- _PASSAGE PROVIDED_

The Gap: No layer actively validates implementation against intent in real-time.


Types of Governance Gaps

1. Intent-to-Code Gap

The Problem: - Architecture says: "All services use the API gateway" - Code says: Direct HTTP calls between services - Result: Violation invisibly persists

Substrate Solution:

Policy: api-gateway-first
Enforcement: HARD_MANDATORY
Detection: Static analysis of imports + runtime verification
Action: Block PR + Explain WHY

2. Code-to-Runtime Gap

The Problem: - Code declares: "Service runs on port 8080" - Runtime shows: Service on port 8081 - Result: Drift undetected

Substrate Solution:

SSH Runtime Connector
Frequency: Every 15 minutes
Detection: systemctl + ss + docker inspect
Action: Alert on divergence

3. Decision-to-Policy Gap

The Problem: - Post-mortem says: "We should prevent this" - Policy never created - Result: Same incident recurs

Substrate Solution:

Memory Decay Detection
Check: FailurePattern nodes without linked Policy
Action: Alert: "POST-019 has no preventive policy"
Recommendation: Create POLICY-013

4. Policy-to-Enforcement Gap

The Problem: - Policy documented: "No GPL in commercial code" - No automated check - Result: GPL library merged

Substrate Solution:

OPA/Rego Policies
Evaluation: Every PR
Enforcement: Block merge on violation
Audit: Complete evaluation log

5. Knowledge-to-Action Gap

The Problem: - Knowledge exists: "Alice knows why this constraint exists" - Alice leaves - Result: Constraint violated unknowingly

Substrate Solution:

WHY Layer
Capture: ADR + Post-mortem + Design rationale
Query: Natural language → Provenance
Result: Knowledge survives turnover


The Substrate Governance Model

Continuous Validation Loop

graph LR
    INTENT[Intent<br/>ADRs, Policies] -->|Define| RULE[Rules<br/>Rego Policies]
    RULE -->|Evaluate| CODE[Code<br/>PRs, Commits]
    CODE -->|Deploy| RUNTIME[Runtime<br/>K8s, VMs]
    RUNTIME -->|Verify| OBSERVE[Observation<br/>SSH, Metrics]
    OBSERVE -->|Detect Drift| INTENT

    RULE -.->|Block| CODE
    OBSERVE -.->|Alert| INTENT

Governance as Code

Traditional:

Architecture Review Board meets monthly
Reviews 5% of changes
Approves based on presentation quality
No enforcement mechanism

Substrate:

package substrate.governance

# Architecture policy as executable code
deny[msg] {
    # Must have approved ADR for new services
    new_service := input.changes.new_services[_]
    not has_approved_adr(new_service)

- _WHAT YOU NEED TO DO_
[a] Answer these questions using the text on governance gaps:
(i) How often does the SSH Runtime Connector run?
(ii) What enforcement level is given for the api-gateway-first policy?
(iii) Under the traditional approach, what share of changes does the Architecture Review Board review?
[b] Name every type of governance gap listed in the text on governance gaps.
[c] Decide whether the text on governance gaps supports each statement, and back each answer with a quotation:
(i) The OPA/Rego policies are evaluated on every PR.
(ii) The Architecture Review Board meets weekly.
(iii) The SSH Runtime Connector blocks the PR when it finds a divergence.

Image point annotation entries:

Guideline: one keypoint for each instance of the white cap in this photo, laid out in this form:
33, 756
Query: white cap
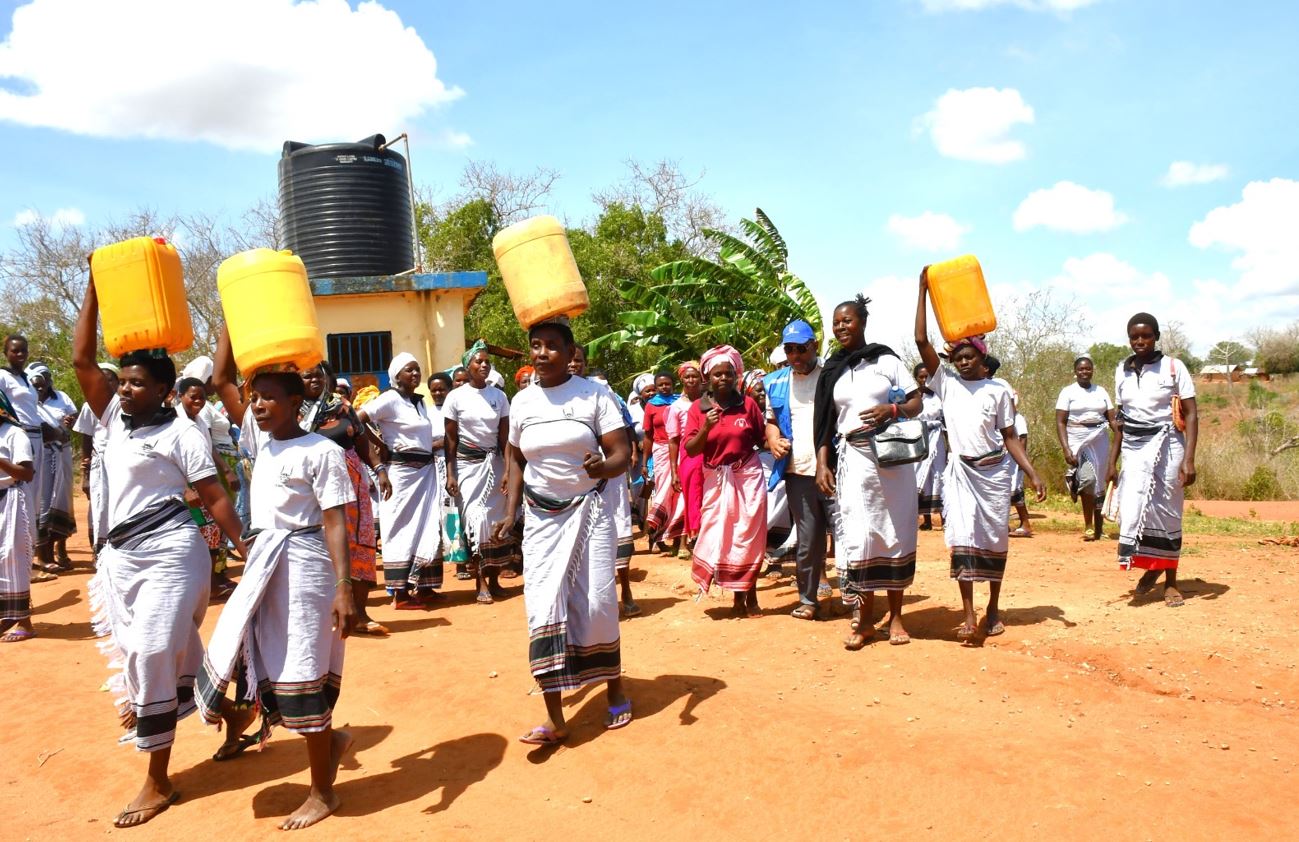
198, 368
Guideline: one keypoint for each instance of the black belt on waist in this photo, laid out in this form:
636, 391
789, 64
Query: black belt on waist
300, 530
1141, 430
150, 520
472, 452
990, 458
544, 503
411, 458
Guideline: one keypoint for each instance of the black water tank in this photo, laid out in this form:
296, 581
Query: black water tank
344, 208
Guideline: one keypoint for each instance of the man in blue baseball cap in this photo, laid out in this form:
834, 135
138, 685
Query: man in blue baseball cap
790, 393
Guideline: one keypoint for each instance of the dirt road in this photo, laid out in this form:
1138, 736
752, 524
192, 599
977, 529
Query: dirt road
1091, 716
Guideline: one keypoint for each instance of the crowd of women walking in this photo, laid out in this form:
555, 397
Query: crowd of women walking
311, 484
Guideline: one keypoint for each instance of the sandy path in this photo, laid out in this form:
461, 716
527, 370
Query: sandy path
1090, 716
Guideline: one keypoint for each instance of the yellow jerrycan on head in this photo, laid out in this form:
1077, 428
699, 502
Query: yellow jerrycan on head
960, 298
541, 276
140, 290
269, 311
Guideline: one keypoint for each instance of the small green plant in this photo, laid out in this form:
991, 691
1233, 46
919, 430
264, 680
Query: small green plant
1263, 485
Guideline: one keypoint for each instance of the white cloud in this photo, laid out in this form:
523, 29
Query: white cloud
1108, 290
1182, 173
1261, 228
1068, 207
1032, 5
456, 139
63, 217
972, 125
929, 231
244, 74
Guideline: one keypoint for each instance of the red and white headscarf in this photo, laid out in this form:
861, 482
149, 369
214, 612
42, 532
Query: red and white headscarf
722, 354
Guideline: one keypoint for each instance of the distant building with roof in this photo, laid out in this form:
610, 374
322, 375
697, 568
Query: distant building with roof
366, 321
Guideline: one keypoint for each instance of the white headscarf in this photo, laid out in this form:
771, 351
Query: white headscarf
399, 363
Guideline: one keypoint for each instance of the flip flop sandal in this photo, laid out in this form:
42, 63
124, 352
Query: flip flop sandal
856, 642
1145, 586
616, 714
155, 810
543, 736
229, 751
372, 629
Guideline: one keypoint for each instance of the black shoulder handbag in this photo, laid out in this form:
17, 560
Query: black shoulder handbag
900, 443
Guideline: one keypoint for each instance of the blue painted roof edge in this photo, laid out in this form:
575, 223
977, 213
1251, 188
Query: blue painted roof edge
426, 282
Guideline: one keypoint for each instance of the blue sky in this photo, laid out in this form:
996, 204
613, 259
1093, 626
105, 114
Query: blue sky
878, 135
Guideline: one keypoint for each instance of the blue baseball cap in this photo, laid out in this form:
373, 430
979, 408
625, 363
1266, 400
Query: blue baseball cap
798, 331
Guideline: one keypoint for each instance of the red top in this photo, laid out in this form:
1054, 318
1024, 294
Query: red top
734, 438
654, 426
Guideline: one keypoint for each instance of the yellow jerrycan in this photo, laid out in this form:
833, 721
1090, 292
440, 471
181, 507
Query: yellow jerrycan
960, 298
541, 276
269, 311
140, 290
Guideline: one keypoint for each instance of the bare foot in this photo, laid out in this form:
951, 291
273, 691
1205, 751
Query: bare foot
238, 720
321, 804
147, 804
315, 808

- _COMPLETE ANSWERS_
[a]
(i) Every 15 minutes.
(ii) HARD_MANDATORY.
(iii) 5% of changes.

[b]
Intent-to-Code Gap
Code-to-Runtime Gap
Decision-to-Policy Gap
Policy-to-Enforcement Gap
Knowledge-to-Action Gap

[c]
(i) Yes: "Evaluation: Every PR"
(ii) No: "Architecture Review Board meets monthly"
(iii) No: "Action: Alert on divergence"